** Tarefas **
1. Cite o trecho sobre mediação tecnológica na execução musical, começando em "como elemento moderador" e terminando em "levada em conta.".
2. De acordo com o trecho sobre mediação tecnológica na execução musical, em que caso a força humana ainda é levada em conta, mesmo que de forma discreta?
3. Prossiga com o texto sobre mediação tecnológica na execução musical a partir do ponto em que ele termina.

Se atrelarmos os princípios de “mediação tecnológica” (como choque entre a parte

corpórea do músico - as mãos ou a boca junto ao instrumento - e a do instrumento) à mudança

de patamar de execução e difusão sonora, poderíamos facilmente cair na armadilha de atribuir

o início da mediação artificial indireta da execução musical ao advento da amplificação, da

gravação e da reprodução artificial por meio da decodificação eletroeletrônica (e,

posteriormente, digital). Tal mediação artificial indireta pode ser detectada desde os

instrumentos acústicos, como os de percussão (quando instrumentos de madeira já eram

utilizados para bater nas superfícies de couro dos primeiros instrumentos de percussão), e os

de corda (como o violino e o piano), por exemplo. Porém, nestes casos o desempenho háptico

dos músicos ainda interfere na qualidade da execução musical emanada destes instrumentos.

No caso dos instrumentos eletrificados (instrumentos acústicos amplificados

eletricamente), a habilidade do músico ainda traz a resultante musical que dispensa, no caso

dos instrumentos de “captação direta” (“plugado diretamente no amplificador”) o uso da força

como elemento moderador do volume sonoro. Porém, no caso da captação indireta por

microfones colocados próximos de instrumentos acústicos como a bateria, por exemplo, a

força humana, ainda que de forma discreta, é levada em conta.

** Extrato de dados **
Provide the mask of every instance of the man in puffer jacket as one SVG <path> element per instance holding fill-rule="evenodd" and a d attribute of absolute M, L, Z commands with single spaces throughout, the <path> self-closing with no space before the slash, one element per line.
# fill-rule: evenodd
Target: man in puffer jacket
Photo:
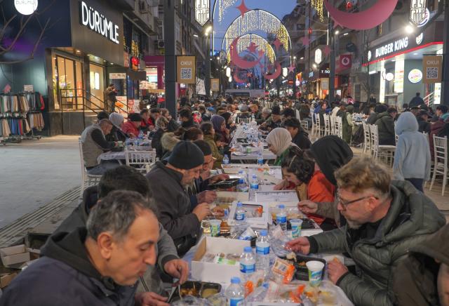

** Respostas por tarefa **
1.
como elemento moderador do volume sonoro. Porém, no caso da captação indireta por

microfones colocados próximos de instrumentos acústicos como a bateria, por exemplo, a

força humana, ainda que de forma discreta, é levada em conta.

2. No caso da captação indireta por microfones colocados próximos de instrumentos acústicos, como a bateria.

3.
Já os instrumentos eletrônicos, apesar de possuírem em muitos casos a ergonomia de

instrumentos acústicos tradicionais - como a “maioria dos instrumentos eletrônicos comerciais

baseados em instrumentos já conhecidos como teclados e instrumentos de sopro”, (Iazetta,

2006, p. 108) - possuem a estrutura sonora totalmente codificada e decodificada pelos pulsos

energéticos eletrônicos captados por sensores de toque, que medem, binariamente, apenas a

presença e a ausência do “contato”. Cada tecla ou “chave” de contato é capaz de emanar uma

determinada frequência de energia.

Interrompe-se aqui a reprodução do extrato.